● The problem: The entries are to be written out word for word, with their images left out.

[Opening Record extracts section]

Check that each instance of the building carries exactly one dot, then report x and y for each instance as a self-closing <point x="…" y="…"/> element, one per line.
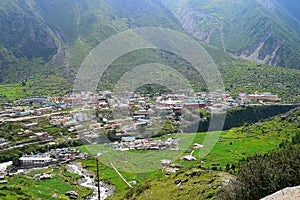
<point x="35" y="160"/>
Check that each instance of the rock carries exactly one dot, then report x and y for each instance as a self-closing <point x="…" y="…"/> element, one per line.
<point x="72" y="194"/>
<point x="290" y="193"/>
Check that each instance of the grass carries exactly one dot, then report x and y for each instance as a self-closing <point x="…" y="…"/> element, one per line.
<point x="25" y="187"/>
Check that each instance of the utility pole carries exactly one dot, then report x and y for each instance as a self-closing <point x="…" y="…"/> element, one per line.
<point x="98" y="178"/>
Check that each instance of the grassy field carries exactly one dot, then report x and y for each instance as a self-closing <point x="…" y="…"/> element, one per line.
<point x="25" y="187"/>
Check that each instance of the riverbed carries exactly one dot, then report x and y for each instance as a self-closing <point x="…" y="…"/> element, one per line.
<point x="88" y="182"/>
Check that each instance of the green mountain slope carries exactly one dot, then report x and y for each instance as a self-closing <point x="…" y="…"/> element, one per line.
<point x="263" y="30"/>
<point x="195" y="181"/>
<point x="73" y="28"/>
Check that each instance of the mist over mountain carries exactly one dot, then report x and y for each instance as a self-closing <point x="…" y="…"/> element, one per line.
<point x="265" y="31"/>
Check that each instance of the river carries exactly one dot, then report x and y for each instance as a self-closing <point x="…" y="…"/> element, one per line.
<point x="89" y="182"/>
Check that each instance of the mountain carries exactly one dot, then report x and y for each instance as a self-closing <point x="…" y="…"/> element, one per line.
<point x="43" y="42"/>
<point x="264" y="31"/>
<point x="55" y="35"/>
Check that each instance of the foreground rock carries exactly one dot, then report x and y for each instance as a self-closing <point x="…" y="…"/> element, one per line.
<point x="290" y="193"/>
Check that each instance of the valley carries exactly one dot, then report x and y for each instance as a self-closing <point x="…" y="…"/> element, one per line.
<point x="151" y="126"/>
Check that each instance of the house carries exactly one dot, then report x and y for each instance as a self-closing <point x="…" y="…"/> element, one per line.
<point x="128" y="139"/>
<point x="165" y="163"/>
<point x="35" y="160"/>
<point x="188" y="158"/>
<point x="31" y="125"/>
<point x="41" y="135"/>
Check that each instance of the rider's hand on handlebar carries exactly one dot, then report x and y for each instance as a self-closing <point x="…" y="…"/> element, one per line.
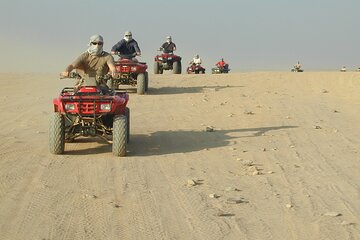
<point x="64" y="74"/>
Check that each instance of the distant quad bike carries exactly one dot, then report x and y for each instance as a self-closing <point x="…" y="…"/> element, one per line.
<point x="297" y="70"/>
<point x="218" y="69"/>
<point x="167" y="61"/>
<point x="193" y="68"/>
<point x="130" y="73"/>
<point x="86" y="111"/>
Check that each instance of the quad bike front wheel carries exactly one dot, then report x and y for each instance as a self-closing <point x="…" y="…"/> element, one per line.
<point x="119" y="135"/>
<point x="127" y="114"/>
<point x="141" y="83"/>
<point x="57" y="133"/>
<point x="156" y="68"/>
<point x="146" y="81"/>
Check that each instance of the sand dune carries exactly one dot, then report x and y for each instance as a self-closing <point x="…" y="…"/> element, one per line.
<point x="281" y="163"/>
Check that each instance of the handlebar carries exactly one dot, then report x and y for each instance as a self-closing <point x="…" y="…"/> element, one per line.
<point x="125" y="55"/>
<point x="76" y="75"/>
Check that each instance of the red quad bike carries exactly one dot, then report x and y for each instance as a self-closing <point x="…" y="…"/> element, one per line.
<point x="167" y="61"/>
<point x="86" y="111"/>
<point x="130" y="73"/>
<point x="193" y="68"/>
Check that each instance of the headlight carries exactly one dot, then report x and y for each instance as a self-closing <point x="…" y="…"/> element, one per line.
<point x="105" y="107"/>
<point x="69" y="106"/>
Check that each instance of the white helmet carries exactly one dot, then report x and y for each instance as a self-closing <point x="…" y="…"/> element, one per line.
<point x="127" y="36"/>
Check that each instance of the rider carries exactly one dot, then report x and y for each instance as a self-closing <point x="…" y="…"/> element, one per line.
<point x="127" y="47"/>
<point x="196" y="60"/>
<point x="169" y="46"/>
<point x="222" y="64"/>
<point x="297" y="66"/>
<point x="94" y="62"/>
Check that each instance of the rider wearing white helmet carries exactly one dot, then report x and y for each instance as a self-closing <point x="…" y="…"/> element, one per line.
<point x="196" y="60"/>
<point x="126" y="46"/>
<point x="169" y="46"/>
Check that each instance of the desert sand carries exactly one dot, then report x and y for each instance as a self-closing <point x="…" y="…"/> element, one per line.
<point x="252" y="155"/>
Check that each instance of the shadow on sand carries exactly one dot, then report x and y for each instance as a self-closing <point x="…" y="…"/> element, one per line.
<point x="169" y="142"/>
<point x="182" y="90"/>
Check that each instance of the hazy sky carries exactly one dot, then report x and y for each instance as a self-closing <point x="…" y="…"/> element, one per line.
<point x="46" y="35"/>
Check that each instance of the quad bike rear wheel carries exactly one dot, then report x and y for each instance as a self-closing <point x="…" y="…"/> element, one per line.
<point x="141" y="83"/>
<point x="57" y="133"/>
<point x="156" y="68"/>
<point x="119" y="135"/>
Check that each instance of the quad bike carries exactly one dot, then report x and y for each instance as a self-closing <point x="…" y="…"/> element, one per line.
<point x="167" y="61"/>
<point x="193" y="68"/>
<point x="88" y="111"/>
<point x="296" y="70"/>
<point x="219" y="69"/>
<point x="130" y="72"/>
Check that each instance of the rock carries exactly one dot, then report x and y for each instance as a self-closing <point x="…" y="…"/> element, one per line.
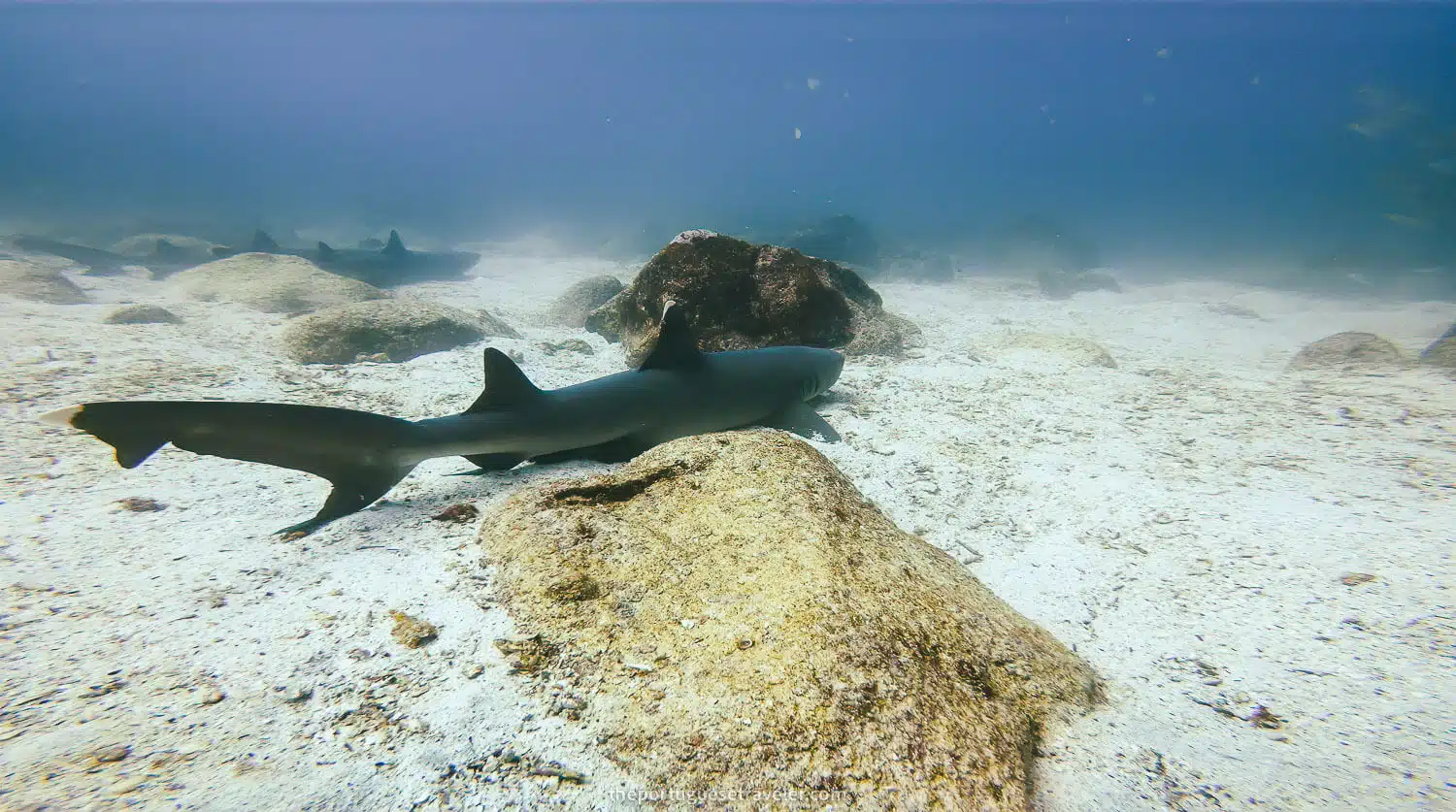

[Closing Record extracts section]

● Output for this exercise:
Check that each instance of the building carries exactly one dot, then report x and y for each instance as a self-closing <point x="…" y="…"/> element, one per line.
<point x="35" y="160"/>
Check that each instance of the rock carries exactly one dot, then report x and y for each instance as a self-closing <point x="…" y="…"/> element, one per line.
<point x="72" y="194"/>
<point x="290" y="193"/>
Check that each instance of the grass carries exactly one dot, then report x and y for each instance as a self-closing <point x="…" y="…"/> element, one per line.
<point x="25" y="187"/>
Check that each instance of the utility pole carries exactly one dot, then report x and y for each instance as a self-closing <point x="…" y="…"/> element, one per line.
<point x="98" y="178"/>
Check that each instance of the grassy field carries exactly one dot, then report x and y for each instance as a self-closing <point x="…" y="…"/> element, one per line.
<point x="25" y="187"/>
Check that each instance of the riverbed carries exactly one dot, then report x and y for each instance as a self-closing <point x="…" y="…"/> element, one per line.
<point x="88" y="182"/>
Check that each instance of the green mountain slope carries exactly one dot, then report x and y for each instance as a self-closing <point x="…" y="…"/> element, one per line.
<point x="263" y="30"/>
<point x="195" y="181"/>
<point x="73" y="28"/>
Check that each instance of the mist over mountain carries exactly one dot, then report x and y for each instance as a self-closing <point x="…" y="…"/> element, one per line.
<point x="265" y="31"/>
Check that each instance of the river carries exactly one dot, then report x and y for each instance as a self-closing <point x="…" y="…"/> element, one per line.
<point x="89" y="182"/>
Check that each instance of the mountain carries exactly one dot, then report x and y for each instance as a self-closing <point x="…" y="…"/> element, one per line.
<point x="43" y="42"/>
<point x="264" y="31"/>
<point x="55" y="35"/>
Check that each instance of the foreground rock carries exactly one dot, then report x and y for each instance as a self-closing <point x="…" y="…"/> element, one per line.
<point x="290" y="193"/>
Check that each instance of the valley carries exactly one dot, then report x and y for each instance as a self-closing <point x="…" y="…"/> element, one per line.
<point x="151" y="126"/>
Check that each instance of the house carries exactly one dot, then report x and y for each instance as a self-closing <point x="…" y="…"/> element, one per line.
<point x="128" y="139"/>
<point x="165" y="163"/>
<point x="35" y="160"/>
<point x="188" y="158"/>
<point x="31" y="125"/>
<point x="41" y="135"/>
Check that each instance of the rider's hand on handlebar carries exactly one dot, then report x and y for each instance as a self-closing <point x="…" y="…"/> element, one per line.
<point x="64" y="74"/>
Check that each instance of the distant quad bike carries exactly one dot, then report x and y for each instance as a self-closing <point x="…" y="…"/> element, one per line.
<point x="297" y="70"/>
<point x="218" y="69"/>
<point x="167" y="61"/>
<point x="193" y="68"/>
<point x="130" y="73"/>
<point x="86" y="111"/>
Check that each instance of the quad bike front wheel carries exactly one dot, then report x and y for each instance as a self-closing <point x="…" y="…"/> element, one per line.
<point x="119" y="135"/>
<point x="127" y="114"/>
<point x="141" y="83"/>
<point x="57" y="133"/>
<point x="156" y="68"/>
<point x="146" y="81"/>
Check that each instance of the sand dune carries exactly one dot, then report x and y for each instance as a self-closing <point x="…" y="…"/> element, one per line.
<point x="281" y="163"/>
Check that each instance of the handlebar carries exactly one dot, then report x and y for each instance as a self-closing <point x="…" y="…"/> element, one per line.
<point x="125" y="55"/>
<point x="76" y="75"/>
Check that each instance of the red quad bike carries exactly one dot, then report x and y for each instance as a self-closing <point x="…" y="…"/> element, one per line.
<point x="167" y="61"/>
<point x="86" y="111"/>
<point x="130" y="73"/>
<point x="193" y="68"/>
Check that each instance of the headlight carries exactly one dot, then report x and y for each instance as a self-closing <point x="…" y="…"/> element, one per line.
<point x="105" y="107"/>
<point x="69" y="106"/>
Check that each instance of the white helmet carries exactly one dot, then report x and y for each instance as a self-closing <point x="…" y="…"/> element, one per line.
<point x="127" y="36"/>
Check that each instance of the rider carries exactly one dot, then report x and y for each instance as a self-closing <point x="…" y="…"/> element, one per line.
<point x="127" y="47"/>
<point x="196" y="60"/>
<point x="169" y="46"/>
<point x="222" y="64"/>
<point x="297" y="66"/>
<point x="94" y="62"/>
Check that each instance of the rider wearing white helmet carries exactly one dot, then report x and y for each instance as a self-closing <point x="…" y="…"/> element, one per line.
<point x="196" y="60"/>
<point x="126" y="46"/>
<point x="169" y="46"/>
Check that each instance of the desert sand carries exactly one dot, then report x and y for each instance as a self-closing <point x="…" y="…"/> element, one per line.
<point x="252" y="155"/>
Check that each instance of the shadow on sand carries exactly one dot, then report x and y for each instance as a self-closing <point x="…" y="…"/> element, one per line.
<point x="169" y="142"/>
<point x="182" y="90"/>
Check that each instance of the hazy sky carries exactly one dot, then report x and y for each instance as a self-closing <point x="…" y="…"/> element, one per line.
<point x="46" y="35"/>
Check that each instance of the quad bike rear wheel carries exactly one dot, then report x and y for each instance as a self-closing <point x="…" y="…"/> element, one per line.
<point x="141" y="83"/>
<point x="57" y="133"/>
<point x="156" y="68"/>
<point x="119" y="135"/>
Check that each instance of the quad bike carries exactly one dot, then report x and y for each instance as a self-closing <point x="…" y="…"/> element, one per line.
<point x="167" y="61"/>
<point x="193" y="68"/>
<point x="88" y="111"/>
<point x="296" y="70"/>
<point x="219" y="69"/>
<point x="130" y="72"/>
Check that each instance of the rock carries exactly one dot, then report x and y for each instance as a self-closing <point x="…" y="…"/> element, one per line.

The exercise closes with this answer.